= PROBLEM TO SOLVE =
Down to the final line, write out the data below exactly.

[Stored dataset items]

------------------------------------------------------------

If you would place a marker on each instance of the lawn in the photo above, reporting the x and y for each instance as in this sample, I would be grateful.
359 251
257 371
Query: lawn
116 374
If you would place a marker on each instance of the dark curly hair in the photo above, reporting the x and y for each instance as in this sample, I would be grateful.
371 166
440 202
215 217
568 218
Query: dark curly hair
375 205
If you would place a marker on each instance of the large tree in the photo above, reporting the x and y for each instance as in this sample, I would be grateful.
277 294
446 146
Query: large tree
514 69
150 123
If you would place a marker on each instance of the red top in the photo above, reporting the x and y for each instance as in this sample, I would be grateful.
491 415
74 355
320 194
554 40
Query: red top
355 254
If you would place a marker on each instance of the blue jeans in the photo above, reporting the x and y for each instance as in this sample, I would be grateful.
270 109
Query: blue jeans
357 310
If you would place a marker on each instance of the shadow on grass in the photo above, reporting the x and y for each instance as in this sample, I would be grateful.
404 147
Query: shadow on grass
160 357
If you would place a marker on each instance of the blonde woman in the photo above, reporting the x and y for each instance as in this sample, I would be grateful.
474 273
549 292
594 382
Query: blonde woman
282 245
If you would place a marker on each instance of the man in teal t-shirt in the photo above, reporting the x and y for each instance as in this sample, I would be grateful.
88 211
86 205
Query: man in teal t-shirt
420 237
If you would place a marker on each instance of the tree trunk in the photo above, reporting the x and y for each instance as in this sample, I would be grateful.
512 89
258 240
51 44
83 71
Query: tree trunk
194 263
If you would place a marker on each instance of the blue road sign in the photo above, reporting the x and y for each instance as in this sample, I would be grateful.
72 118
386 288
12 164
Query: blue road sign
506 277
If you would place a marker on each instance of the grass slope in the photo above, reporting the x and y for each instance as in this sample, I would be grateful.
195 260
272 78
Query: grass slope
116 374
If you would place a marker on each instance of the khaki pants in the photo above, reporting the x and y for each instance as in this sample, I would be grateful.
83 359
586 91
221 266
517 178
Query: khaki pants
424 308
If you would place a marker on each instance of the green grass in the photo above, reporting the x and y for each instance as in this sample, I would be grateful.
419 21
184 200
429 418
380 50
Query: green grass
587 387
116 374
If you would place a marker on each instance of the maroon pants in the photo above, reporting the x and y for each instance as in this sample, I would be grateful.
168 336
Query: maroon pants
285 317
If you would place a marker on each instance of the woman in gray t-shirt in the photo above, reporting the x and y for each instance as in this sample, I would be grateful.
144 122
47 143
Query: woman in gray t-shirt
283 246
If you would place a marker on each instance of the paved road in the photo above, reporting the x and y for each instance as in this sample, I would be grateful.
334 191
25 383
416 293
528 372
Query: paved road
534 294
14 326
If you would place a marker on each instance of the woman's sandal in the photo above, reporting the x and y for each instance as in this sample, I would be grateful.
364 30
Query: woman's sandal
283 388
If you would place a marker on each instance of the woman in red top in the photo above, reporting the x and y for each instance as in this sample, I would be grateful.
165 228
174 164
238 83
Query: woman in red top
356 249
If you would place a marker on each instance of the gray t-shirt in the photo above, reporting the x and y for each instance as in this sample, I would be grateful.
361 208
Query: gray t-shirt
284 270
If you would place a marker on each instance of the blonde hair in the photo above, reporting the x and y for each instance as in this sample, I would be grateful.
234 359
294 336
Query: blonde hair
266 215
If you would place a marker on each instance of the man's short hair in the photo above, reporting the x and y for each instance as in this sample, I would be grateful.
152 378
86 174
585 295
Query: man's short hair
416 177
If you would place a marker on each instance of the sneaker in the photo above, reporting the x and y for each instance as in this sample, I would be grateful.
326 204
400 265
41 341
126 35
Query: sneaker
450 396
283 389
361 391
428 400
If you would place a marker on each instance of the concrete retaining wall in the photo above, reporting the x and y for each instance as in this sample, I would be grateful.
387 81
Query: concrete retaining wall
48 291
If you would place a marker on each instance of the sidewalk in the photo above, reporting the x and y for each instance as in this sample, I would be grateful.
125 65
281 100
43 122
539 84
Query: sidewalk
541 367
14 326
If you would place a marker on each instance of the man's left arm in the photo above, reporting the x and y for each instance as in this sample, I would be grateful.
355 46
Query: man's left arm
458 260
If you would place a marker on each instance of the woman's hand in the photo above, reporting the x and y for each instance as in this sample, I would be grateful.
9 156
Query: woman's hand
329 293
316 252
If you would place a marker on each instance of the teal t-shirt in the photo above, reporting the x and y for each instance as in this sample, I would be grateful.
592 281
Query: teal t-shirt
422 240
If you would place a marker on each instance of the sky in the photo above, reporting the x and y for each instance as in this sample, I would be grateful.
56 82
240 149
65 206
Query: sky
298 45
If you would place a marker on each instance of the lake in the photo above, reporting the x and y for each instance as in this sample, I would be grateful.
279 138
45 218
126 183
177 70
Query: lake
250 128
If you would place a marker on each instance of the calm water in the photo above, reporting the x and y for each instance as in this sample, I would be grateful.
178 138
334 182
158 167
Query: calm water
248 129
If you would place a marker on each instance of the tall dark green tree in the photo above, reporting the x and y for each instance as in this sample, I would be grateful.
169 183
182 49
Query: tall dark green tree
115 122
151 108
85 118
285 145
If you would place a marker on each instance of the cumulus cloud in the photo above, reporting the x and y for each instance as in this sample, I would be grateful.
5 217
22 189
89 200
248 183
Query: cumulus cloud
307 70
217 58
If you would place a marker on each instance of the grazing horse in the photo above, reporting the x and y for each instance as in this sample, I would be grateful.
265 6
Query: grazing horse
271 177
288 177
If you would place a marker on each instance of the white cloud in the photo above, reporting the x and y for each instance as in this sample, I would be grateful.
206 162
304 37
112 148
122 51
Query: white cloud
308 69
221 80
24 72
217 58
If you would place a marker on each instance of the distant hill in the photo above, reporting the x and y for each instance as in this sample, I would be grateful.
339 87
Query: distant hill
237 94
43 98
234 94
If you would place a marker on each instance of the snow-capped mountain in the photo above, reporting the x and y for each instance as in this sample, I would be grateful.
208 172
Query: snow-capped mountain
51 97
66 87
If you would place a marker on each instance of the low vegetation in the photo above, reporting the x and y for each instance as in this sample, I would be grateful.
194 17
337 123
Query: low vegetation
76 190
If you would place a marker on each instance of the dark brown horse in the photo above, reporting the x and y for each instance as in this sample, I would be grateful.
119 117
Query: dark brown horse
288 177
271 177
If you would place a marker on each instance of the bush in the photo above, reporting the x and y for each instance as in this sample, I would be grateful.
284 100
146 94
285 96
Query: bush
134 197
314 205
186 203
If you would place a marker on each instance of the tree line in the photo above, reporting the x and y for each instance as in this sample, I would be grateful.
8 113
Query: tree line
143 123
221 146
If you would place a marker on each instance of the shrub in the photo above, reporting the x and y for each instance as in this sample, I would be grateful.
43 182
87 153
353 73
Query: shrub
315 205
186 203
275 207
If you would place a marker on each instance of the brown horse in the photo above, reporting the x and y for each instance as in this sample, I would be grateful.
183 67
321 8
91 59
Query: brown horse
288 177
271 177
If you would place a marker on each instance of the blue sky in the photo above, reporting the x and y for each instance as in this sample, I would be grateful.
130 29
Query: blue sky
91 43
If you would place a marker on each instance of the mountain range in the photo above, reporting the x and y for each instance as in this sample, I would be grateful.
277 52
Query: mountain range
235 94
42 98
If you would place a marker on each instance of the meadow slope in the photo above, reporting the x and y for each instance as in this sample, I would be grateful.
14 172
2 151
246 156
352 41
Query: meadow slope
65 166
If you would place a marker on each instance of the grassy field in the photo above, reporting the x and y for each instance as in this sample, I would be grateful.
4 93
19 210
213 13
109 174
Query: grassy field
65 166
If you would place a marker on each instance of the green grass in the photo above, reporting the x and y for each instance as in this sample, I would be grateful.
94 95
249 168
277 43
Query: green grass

------------------------------------------------------------

= ANSWER FOR THIS EXERCISE =
If you would place a marker on each instance of the lawn in the photo above, reporting the x and y for each instance as in this sample, I would be grateful.
359 251
257 371
Query: lawn
116 374
If you would place a marker on each instance of the dark curly hair in the photo above, reporting the x and y for each instance as in this sample, I would be grateful.
371 166
440 202
215 217
568 218
Query: dark curly hair
375 205
If you would place a marker on each instance of the large tree in the photo above, reporting the x and y for each instance as in this sample, I would be grateful.
277 294
446 146
Query: large tree
514 69
150 123
If you would place a marker on each instance of the red top in the photo above, reporting the x and y for each instance as in this sample, I would be grateful.
491 415
74 355
320 194
554 40
Query: red top
355 254
If you would place a marker on each instance of the blue jeans in the photo above, reporting the x and y for each instance as in this sample, I would be grateful.
270 109
Query: blue jeans
357 310
If you would place a marker on each instance of the shadow on grass in the photo above, reporting the x and y for each instance as in this sample, I would be grateful.
404 147
Query: shadow on grass
160 357
If you would place a marker on each instance of the blonde woman in the photo above, reporting the x and y for each instance as in this sample, I would be grateful.
474 273
549 292
594 382
Query: blonde woman
282 245
If you would place a marker on each instance of the man in teal t-shirt in the photo above, reporting the x and y for each instance as in this sample, I would be grateful.
88 211
86 205
Query: man in teal t-shirt
420 237
If you would place a marker on each instance of the tree trunk in the photo above, reporting the x and y for each instance as in this sample, I would be grateful.
512 89
258 240
51 44
83 71
Query: tree trunk
194 263
If you would place a marker on each instance of the blue road sign in the photo above, reporting the x and y for each instance as in this sample, I would be grateful.
72 118
386 288
12 164
Query: blue road sign
506 277
If you would place a marker on each instance of the grass slope in the photo above, reporting the x and y for each instance as in this sample, I would be grateful.
195 260
272 78
Query: grass slope
116 374
If you would place a marker on each instance of the khaki pants in the photo above, reporting the x and y for each instance as in this sample, I would be grateful.
83 359
586 91
221 266
517 178
Query: khaki pants
424 308
If you would place a marker on each instance of the green grass in the photo above, reporting the x and y for each instance as in this sample, I would be grateful.
419 21
184 200
429 418
380 50
Query: green grass
587 387
116 374
If you would place a marker on each instance of the maroon pants in the photo above, reporting the x and y for each instance as in this sample, I would be grateful.
168 336
Query: maroon pants
285 317
If you would place a marker on each instance of the woman in gray t-shirt in the photo above, reporting the x and y for each instance as in this sample, I would be grateful.
144 122
47 143
Query: woman in gray t-shirt
283 246
If you would place a marker on each instance of the paved road in the photo above, reporting the x and y for each instance as in this sample, I would be grateful.
334 191
25 383
416 293
528 372
Query: paved road
534 294
14 326
If you would place a marker on each instance of the woman's sandal in the photo above, reporting the x and y for each instance as in this sample, I would be grateful.
364 30
Query: woman's sandal
283 388
If you would place a marker on each instance of the woman in red top in the photo above, reporting the x and y for each instance as in this sample, I would be grateful.
165 228
174 164
238 83
Query: woman in red top
356 249
If you would place a marker on each instance of the gray t-shirt in the photo above, reporting the x and y for each instance as in this sample, I would be grateful.
361 208
Query: gray t-shirt
284 270
If you would place a marker on each instance of the blonde hair in the photo above, reporting the x and y for each instance as in this sample, I would be grateful.
234 359
294 336
Query: blonde hair
266 215
If you would place a marker on each instance of the man's short hair in the photo above, reporting the x and y for each instance as in this sample, I would be grateful.
152 378
86 174
585 295
Query: man's short hair
416 177
If you would place a marker on each instance of the sneaker in the photo above, reporting the x and y for each instance as in this sample, I would be grateful.
326 204
400 265
41 341
126 35
Query: sneaker
450 396
283 389
361 391
428 400
If you would place a marker on each instance of the concrete retaining wall in the photo above, reporting the x and y for each instance as in this sample, I would be grateful.
387 81
Query: concrete retaining wall
48 291
If you would place a marker on each instance of the sidewalk in the photo above, reporting the x and y for each instance as in this sample, I would be grateful.
125 65
281 100
43 122
539 84
Query: sidewalk
541 367
14 326
If you would place a marker on each instance of the man's left arm in the photo above, reporting the x and y for each instance as in this sample, I would be grateful.
355 46
Query: man's left arm
458 260
If you would place a marker on each instance of the woman's hand in the photo above, reporting the x and y for each instance as in this sample, I would be grateful.
9 156
Query: woman's hand
329 293
316 252
If you would place a marker on each instance of the teal t-shirt in the photo above, reporting the x and y for each instance as in this sample, I would be grateful.
592 281
Query: teal t-shirt
422 240
If you would place a marker on each instance of the sky in the photo above, reporting the x and y for each instance as in this sample, I would be grateful.
56 82
240 149
65 206
Query: sky
298 45
If you would place a marker on each instance of the lake in the photo above, reporting the x and y for each instance as in this sample, I would be grateful.
279 138
45 218
126 183
177 70
Query: lake
250 128
If you would place a marker on each instance of the calm water in the photo above, reporting the x and y for each instance as in this sample, I would be grateful.
178 138
334 182
158 167
Query: calm water
248 129
If you would place a marker on each instance of the tall dark green tree in the photo above, reporting the x and y for each instance as in this sample, I would be grateful.
169 183
182 49
Query: tall dark green tree
115 122
151 108
85 118
285 145
If you would place a marker on each instance of the cumulus cloud in the photo above, reporting the x and y for each instance as in this sample, I would be grateful.
5 217
22 189
89 200
248 183
Query: cumulus cloud
307 70
217 58
If you would place a marker on each instance of the grazing horse in the photo above, reporting the x and y for each instance as in this sample, I would be grateful.
265 6
Query: grazing horse
271 177
288 177
If you would place a marker on each instance of the white cloud in the photo above, reporting the x and y for each instance as in this sample, I would be grateful.
206 162
304 37
112 148
122 51
Query: white cloud
308 69
221 80
24 72
217 58
If you would place a marker on each instance of the distant hill in the photo above, reporting the x and y for each instance as in this sample, I would be grateful.
339 87
Query: distant hill
237 94
43 98
234 94
If you would place a marker on each instance of the snow-capped mountain in the photo above, reporting the x and y for each instance as in this sample, I would be grateful.
208 172
Query: snow-capped mountain
51 97
66 87
If you would place a marker on each instance of the low vegetation in the photo above, reporting the x and y for each instance as in this sample, I would be grateful.
194 17
337 123
Query: low vegetation
76 190
If you would place a marker on each instance of the dark brown horse in the photo above, reporting the x and y for each instance as in this sample, I would be grateful.
119 117
Query: dark brown horse
288 177
271 177
If you would place a marker on each instance of the bush in the photo above, reporting the x and y for each instance as in this sample, I would be grateful.
284 100
146 94
285 96
Query: bush
134 197
314 205
186 203
If you would place a marker on each instance of the tree line in the photo above, reporting the x and y for each instance as in this sample, I would be grateful.
8 113
Query: tree line
143 123
221 146
If you would place a marker on each instance of the shrub in the photo above, reporting the x and y for each instance as in this sample, I would be grateful.
43 182
87 153
353 73
Query: shrub
315 205
186 203
275 207
If you would place a marker on each instance of the brown horse in the photo above, reporting the x and y for each instance as in this sample, I would be grateful.
183 67
321 8
91 59
Query: brown horse
288 177
271 177
If you would place a marker on each instance of the blue sky in the photo above, reporting the x and y for each instance as in this sample, I would be grateful.
130 29
Query: blue sky
91 43
If you would place a marker on each instance of the mountain range in the photo above, reporting the x and y for each instance as in this sample, I would be grateful.
277 52
Query: mountain range
235 94
42 98
If you would place a marker on each instance of the meadow slope in the photo above, reporting the x and y for each instance as in this sample, I would be grateful.
14 172
2 151
246 156
352 41
Query: meadow slope
65 166
If you would place a marker on each instance of the grassy field in the photo above, reporting the x and y for each instance as in this sample, I would be grateful.
4 93
19 210
213 13
109 174
Query: grassy field
65 166
If you would place a marker on each instance of the green grass in the photo above, reporting the x and y for each instance as in this sample, I would be grateful.
94 95
249 168
277 43
Query: green grass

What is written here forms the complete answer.